**書評本文:**
■ ■ ■

楽園まで (トクマ・ノベルズEdge)/張間 ミカ
¥900Amazon.co.jp

1枚の 大きな大きな絵を 見ているような物語でした。


雪に閉ざされた白い世界で 「楽園」を探すオッド・アイの双子、ハルカとユキジ。
両の目の色が異なるのは、身体能力に優れ時に「人」を超越する優れた五感と、感情の高ぶりで異能を操る悪魔の証。
神の敵対者として存在し滅せられ忌むべきモノとして扱われる彼らは、
神官の狩人に駆逐され、断罪すらされず殺される。

養父・ヨハンの晒し首から始まる2人の旅は 途中で
陽気な青年ウォーテンを交えての奇妙なものになった。


地下通路にあるとされる伝説じみた「楽園の絵」
人々が恋焦がれすぎて御伽噺になった「楽園」
悪魔を狩る神の使徒。
裁判されずその場で射殺される悪魔達。
かつてその異能により町を焼き払ったイブリースの名を持つ悪魔。
銀の目の悪魔に執着する狩人・ミクラと、
この世界の在りかたに疑問を持ち始めた狩人・ルギ。


ハルカは心を失った弟の手を引っ張って
無情に降る白い世界を銀の目で見つめながら 楽園までの 旅をした。



1枚の 大きな大きな絵を 見ているような物語でした。

舞台となる世界と同じくらい真っ白で 遠く遠くちっぽけなくらい小さい場所に その姉弟は手を握って立っていました。
触れれば後から消えてしまいそうで、淡々と諦めているような、
諦めきれずにもがくのだけど、そんな2人に世界はどこまでも冷たくて。
雪は 2人にも世界にも神の使徒にも悪魔にも 等しく 降り続けました。
淋しさも痛みも表さないからこそ、日の光のない寒々しい空の下での悴んで赤くなった指先や吐く息の白さが、余計に痛く見えました。


絵の背景で 描かれなかった部分があります。
世界に1年中雪が降るようになった理由、オッド・アイが異能の証となる理由。それは遺伝なのか、突然変異なのか、能力に遺伝子的な優劣はあるのか、どうして他のオッド・アイ達は逃げ回るだけだったのか、ウォーテンとの出会いも然ることながら画家との出会いも出来すぎは否めませんが、そう思う端からそれはそのままにしておくべきだな、とも思いました。
それはこの1枚の、ハルカとユキジの絵が、そこで完結しているからだと思います。


足元が 押しては返す波で濡れて、慌てて陸地まで戻りました。
小さな波は文のひとつひとつ、そしてこのお話ひとつがまた波でもあって。
琴線は掠めただけでしたがぽんと出てきた台詞ひとつで攫われそうにもなりました。

ああそう、で流してもいいかもしれない。大絶賛してもいいかもしれない。
言いたかったことはハルカが言ったのでここで言う必要ない。
ウォーテンの裏切りさえ、わたしは失望しなかった。
それでも、ごめんなさいウォーテン、あなたの友であるヨハンの殺された原因であり形見でもある双子を助けることで、ウォーテン自身が救われればいい、と。思ったの。思ったけど。

■ ■ ■

**データ一覧:**
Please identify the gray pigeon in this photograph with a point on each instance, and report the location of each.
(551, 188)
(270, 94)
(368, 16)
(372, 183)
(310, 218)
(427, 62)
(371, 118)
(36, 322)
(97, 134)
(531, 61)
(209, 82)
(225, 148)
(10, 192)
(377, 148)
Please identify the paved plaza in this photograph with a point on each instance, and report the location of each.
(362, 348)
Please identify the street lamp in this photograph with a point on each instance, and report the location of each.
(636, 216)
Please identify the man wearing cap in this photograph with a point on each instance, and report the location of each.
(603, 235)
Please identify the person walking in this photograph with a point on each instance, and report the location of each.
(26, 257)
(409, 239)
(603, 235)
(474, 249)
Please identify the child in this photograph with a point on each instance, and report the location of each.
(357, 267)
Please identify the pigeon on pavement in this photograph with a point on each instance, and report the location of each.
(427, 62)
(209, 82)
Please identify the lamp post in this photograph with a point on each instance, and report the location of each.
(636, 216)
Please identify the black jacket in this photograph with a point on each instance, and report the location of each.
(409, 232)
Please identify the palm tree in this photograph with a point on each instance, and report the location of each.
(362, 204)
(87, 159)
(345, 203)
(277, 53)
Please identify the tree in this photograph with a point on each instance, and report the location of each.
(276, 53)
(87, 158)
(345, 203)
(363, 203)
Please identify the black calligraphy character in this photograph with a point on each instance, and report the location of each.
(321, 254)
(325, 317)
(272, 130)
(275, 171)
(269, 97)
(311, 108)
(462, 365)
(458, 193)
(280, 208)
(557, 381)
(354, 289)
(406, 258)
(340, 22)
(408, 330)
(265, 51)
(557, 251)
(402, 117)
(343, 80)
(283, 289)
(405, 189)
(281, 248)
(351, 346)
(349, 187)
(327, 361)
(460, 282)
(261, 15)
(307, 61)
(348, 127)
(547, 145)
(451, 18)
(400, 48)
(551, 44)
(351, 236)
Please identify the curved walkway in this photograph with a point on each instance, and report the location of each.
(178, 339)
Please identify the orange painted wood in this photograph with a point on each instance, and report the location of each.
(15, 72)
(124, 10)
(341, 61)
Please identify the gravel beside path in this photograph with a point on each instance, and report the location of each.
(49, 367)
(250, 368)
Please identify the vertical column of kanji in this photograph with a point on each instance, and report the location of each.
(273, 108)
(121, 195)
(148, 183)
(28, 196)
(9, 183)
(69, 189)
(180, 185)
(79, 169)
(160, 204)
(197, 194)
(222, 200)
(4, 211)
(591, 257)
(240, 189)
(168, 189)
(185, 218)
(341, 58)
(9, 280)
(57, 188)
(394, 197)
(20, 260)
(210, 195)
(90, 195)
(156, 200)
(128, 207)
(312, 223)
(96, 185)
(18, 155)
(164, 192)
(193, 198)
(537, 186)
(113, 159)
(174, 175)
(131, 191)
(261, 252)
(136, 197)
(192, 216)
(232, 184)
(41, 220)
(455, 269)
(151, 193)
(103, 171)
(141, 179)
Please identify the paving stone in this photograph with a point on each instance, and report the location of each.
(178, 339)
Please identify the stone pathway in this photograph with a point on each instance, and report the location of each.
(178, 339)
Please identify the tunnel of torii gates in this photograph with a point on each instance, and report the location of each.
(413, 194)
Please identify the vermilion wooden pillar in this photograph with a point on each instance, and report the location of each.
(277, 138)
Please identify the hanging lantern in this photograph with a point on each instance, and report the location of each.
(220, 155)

■ ■ ■

**課題一覧:**
1. 上に掲げた書評を2文でまとめてください。
2. 書評の「絵の背景で 描かれなかった部分があります。」から始まり「琴線は掠めただけでしたがぽんと出てきた台詞ひとつで攫われそうにもなりました。」で終わる部分を、「陸地」を「砂浜」に書き改めて示すこと。

**最終解答:**
1. この書評は、雪に閉ざされた白い世界で「楽園」を探すオッド・アイの双子、ハルカとユキジの物語を、1枚の大きな絵を見ているような物語だと評している。絵の背景で描かれなかった部分や出来すぎた出会いはあるものの、ハルカとユキジの絵がそこで完結しているので、それはそのままにしておくべきだと述べている。

2.
絵の背景で 描かれなかった部分があります。
世界に1年中雪が降るようになった理由、オッド・アイが異能の証となる理由。それは遺伝なのか、突然変異なのか、能力に遺伝子的な優劣はあるのか、どうして他のオッド・アイ達は逃げ回るだけだったのか、ウォーテンとの出会いも然ることながら画家との出会いも出来すぎは否めませんが、そう思う端からそれはそのままにしておくべきだな、とも思いました。
それはこの1枚の、ハルカとユキジの絵が、そこで完結しているからだと思います。


足元が 押しては返す波で濡れて、慌てて砂浜まで戻りました。
小さな波は文のひとつひとつ、そしてこのお話ひとつがまた波でもあって。
琴線は掠めただけでしたがぽんと出てきた台詞ひとつで攫われそうにもなりました。